- **DATA**
◆ ◆ ◆ ◆

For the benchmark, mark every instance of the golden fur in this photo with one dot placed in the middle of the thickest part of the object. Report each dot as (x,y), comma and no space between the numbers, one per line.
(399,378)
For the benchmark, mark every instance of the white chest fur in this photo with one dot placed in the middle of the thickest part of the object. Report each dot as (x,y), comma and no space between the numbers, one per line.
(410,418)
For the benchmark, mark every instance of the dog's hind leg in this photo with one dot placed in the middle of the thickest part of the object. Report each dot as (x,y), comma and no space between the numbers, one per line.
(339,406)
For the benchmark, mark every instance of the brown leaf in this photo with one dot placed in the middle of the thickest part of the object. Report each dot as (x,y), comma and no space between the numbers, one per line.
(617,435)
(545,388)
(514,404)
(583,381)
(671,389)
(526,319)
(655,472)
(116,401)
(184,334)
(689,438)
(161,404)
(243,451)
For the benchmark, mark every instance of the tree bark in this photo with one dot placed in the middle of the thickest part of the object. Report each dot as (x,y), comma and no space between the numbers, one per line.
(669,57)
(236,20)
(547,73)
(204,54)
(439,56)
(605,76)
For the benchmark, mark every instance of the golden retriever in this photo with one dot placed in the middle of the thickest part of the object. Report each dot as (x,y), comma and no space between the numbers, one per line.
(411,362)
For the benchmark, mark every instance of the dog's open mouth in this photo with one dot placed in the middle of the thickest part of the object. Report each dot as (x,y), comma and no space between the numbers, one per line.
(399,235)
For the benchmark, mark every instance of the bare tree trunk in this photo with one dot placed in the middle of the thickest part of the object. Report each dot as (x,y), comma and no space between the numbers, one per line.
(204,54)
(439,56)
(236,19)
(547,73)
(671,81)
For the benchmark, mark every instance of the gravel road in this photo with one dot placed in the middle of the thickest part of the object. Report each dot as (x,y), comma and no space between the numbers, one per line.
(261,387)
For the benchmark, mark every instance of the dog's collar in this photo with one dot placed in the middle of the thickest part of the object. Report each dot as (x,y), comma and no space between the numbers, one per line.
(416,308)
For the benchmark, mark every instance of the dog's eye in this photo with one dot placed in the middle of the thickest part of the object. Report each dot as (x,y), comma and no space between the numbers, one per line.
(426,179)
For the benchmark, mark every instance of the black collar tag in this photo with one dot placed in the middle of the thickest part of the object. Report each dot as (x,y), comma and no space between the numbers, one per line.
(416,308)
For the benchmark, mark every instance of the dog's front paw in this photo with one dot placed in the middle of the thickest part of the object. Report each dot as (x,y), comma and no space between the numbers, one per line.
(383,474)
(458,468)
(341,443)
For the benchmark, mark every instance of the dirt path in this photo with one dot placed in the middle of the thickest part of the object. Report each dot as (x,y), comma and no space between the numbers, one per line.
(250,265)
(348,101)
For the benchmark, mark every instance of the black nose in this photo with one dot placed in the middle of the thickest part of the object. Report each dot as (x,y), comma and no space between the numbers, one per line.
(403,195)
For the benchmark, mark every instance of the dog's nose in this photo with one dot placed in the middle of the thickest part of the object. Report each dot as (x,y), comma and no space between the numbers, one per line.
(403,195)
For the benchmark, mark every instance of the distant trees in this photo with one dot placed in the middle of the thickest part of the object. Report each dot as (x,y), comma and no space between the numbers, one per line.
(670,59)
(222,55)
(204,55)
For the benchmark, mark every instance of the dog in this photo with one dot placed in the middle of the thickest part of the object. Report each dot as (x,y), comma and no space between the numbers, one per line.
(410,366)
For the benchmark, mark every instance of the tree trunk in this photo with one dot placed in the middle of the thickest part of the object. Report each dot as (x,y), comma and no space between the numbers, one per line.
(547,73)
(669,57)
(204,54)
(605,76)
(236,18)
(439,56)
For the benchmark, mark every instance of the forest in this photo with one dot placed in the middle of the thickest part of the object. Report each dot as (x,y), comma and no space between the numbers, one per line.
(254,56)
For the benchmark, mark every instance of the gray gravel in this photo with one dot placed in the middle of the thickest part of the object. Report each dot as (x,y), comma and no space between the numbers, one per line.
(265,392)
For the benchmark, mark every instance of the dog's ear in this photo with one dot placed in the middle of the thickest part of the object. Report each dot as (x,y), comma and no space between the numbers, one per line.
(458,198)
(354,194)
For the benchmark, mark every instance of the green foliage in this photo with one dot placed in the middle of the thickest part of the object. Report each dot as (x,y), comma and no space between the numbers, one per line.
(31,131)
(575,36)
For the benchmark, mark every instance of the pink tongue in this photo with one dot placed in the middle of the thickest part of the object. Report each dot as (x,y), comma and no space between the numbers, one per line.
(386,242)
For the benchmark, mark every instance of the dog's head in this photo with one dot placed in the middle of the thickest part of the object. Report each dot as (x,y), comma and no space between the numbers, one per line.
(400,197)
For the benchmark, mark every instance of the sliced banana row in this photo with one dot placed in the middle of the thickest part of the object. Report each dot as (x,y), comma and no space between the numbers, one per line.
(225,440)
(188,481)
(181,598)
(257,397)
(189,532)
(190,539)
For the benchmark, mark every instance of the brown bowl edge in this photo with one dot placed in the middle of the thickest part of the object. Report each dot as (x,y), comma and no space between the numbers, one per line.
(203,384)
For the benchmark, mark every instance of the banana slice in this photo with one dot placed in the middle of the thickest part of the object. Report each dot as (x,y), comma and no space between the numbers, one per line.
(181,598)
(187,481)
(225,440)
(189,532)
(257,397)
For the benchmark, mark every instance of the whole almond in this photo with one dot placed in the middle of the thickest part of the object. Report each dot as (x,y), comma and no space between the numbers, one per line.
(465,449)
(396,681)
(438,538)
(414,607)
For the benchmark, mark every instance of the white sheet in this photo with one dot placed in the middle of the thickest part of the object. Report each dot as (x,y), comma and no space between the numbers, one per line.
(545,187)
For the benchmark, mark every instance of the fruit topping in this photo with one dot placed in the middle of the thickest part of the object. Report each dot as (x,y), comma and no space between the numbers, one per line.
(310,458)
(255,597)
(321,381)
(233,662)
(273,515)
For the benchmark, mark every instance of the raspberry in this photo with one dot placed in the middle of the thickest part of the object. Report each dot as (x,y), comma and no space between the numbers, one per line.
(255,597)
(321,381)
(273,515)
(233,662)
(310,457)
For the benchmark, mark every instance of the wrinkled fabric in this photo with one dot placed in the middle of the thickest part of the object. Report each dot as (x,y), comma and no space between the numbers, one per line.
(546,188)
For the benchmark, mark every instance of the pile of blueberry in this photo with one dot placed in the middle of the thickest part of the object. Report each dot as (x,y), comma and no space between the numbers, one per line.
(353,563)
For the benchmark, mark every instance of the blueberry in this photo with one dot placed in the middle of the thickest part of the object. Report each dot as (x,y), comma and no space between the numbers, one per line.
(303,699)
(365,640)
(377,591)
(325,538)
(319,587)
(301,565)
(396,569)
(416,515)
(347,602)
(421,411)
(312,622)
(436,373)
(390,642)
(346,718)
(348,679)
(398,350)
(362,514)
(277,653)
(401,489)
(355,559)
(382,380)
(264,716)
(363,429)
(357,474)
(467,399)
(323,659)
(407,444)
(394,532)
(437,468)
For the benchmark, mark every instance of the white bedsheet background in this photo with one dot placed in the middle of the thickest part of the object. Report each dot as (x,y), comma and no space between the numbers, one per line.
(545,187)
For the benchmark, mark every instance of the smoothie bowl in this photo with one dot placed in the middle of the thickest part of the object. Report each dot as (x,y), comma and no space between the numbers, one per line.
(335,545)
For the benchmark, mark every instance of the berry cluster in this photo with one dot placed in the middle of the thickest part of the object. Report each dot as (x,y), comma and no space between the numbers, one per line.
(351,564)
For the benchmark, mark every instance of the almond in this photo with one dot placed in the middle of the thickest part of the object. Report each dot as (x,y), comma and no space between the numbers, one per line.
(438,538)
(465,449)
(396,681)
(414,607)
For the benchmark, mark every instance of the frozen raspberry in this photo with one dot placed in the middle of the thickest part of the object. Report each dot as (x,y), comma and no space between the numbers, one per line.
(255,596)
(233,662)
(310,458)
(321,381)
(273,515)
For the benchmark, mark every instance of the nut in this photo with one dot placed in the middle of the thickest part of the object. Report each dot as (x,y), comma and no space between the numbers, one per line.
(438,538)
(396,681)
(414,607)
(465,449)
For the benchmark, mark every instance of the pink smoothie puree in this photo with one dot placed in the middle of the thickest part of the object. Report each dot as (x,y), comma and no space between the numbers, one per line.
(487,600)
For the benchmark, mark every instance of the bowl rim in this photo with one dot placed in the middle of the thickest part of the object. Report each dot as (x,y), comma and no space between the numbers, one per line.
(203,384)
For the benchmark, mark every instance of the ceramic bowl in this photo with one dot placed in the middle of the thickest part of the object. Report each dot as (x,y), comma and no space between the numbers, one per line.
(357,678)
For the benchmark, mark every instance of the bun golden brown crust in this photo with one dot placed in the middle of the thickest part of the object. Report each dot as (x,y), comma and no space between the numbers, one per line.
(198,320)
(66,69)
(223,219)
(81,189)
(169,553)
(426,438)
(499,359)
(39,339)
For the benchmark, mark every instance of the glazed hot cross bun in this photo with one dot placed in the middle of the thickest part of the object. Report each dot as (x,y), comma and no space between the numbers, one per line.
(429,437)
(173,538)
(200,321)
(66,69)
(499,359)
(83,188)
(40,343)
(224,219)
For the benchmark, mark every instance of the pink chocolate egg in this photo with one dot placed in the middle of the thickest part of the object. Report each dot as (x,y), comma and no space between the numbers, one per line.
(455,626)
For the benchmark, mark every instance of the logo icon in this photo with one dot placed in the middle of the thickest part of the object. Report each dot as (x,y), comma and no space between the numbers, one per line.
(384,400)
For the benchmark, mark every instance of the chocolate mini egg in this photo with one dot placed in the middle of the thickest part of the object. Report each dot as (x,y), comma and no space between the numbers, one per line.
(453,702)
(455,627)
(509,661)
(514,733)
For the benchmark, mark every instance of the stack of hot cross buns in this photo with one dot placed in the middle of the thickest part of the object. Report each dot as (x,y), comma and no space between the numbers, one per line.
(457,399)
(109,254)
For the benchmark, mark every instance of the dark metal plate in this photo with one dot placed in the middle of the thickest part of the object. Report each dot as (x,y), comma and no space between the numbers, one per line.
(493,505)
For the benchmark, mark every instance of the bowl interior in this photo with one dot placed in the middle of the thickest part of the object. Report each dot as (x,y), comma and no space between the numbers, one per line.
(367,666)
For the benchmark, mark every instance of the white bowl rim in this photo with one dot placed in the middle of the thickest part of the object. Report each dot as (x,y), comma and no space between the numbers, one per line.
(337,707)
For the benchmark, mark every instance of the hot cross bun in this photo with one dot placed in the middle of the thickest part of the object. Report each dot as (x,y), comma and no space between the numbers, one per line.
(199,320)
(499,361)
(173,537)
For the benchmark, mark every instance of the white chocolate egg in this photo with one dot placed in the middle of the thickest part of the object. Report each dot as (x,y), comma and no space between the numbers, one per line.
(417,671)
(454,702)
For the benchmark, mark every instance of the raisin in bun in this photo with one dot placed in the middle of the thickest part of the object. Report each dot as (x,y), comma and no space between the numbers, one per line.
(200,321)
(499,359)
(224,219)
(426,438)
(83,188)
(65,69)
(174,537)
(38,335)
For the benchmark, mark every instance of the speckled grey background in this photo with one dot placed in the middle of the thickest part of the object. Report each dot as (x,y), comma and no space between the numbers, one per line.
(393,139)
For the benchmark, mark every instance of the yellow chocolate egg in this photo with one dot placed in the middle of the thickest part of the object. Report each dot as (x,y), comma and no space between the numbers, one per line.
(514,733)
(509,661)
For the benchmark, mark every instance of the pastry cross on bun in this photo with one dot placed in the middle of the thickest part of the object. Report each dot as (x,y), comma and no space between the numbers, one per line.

◆ ◆ ◆ ◆

- **AIM OF THE TASK**
Find the line with "For the benchmark, mark every instance of the white chocolate" in the listing above, then write out that line and each remaining line exactly, with no other text.

- **ANSWER FOR THIS EXERCISE**
For the benchmark, mark every instance of the white chocolate egg in this photo with one dot placed in the middle of the thickest part of the object. Report each dot as (x,y), comma and no space between the numbers, one per line.
(417,671)
(454,702)
For the benchmark, mark every instance of the raisin in bun in this photo with one dot placed in the middle of the thickest part of the object. Report each dot as (x,y), comma and no space between the numbers, one per line.
(200,321)
(499,359)
(224,219)
(426,438)
(83,188)
(65,69)
(174,537)
(38,335)
For the benchmark, mark every instance of the speckled grey background in this photo with one dot placed in the middle of the thickest part of the object. Report each dot as (x,y), comma and no space between the numbers, one per line.
(393,139)
For the benchmark, mark every instance of the yellow chocolate egg in this photo with one dot placed in the middle of the thickest part of the object. Report each dot as (x,y), comma and no space between the numbers, one per line.
(514,733)
(509,661)
For the benchmark, mark every instance of the pastry cross on bun in this photo with one dot placed in the middle of the thickest part of the object. Report each dot as (x,y), comma and no space between the numbers, one per line.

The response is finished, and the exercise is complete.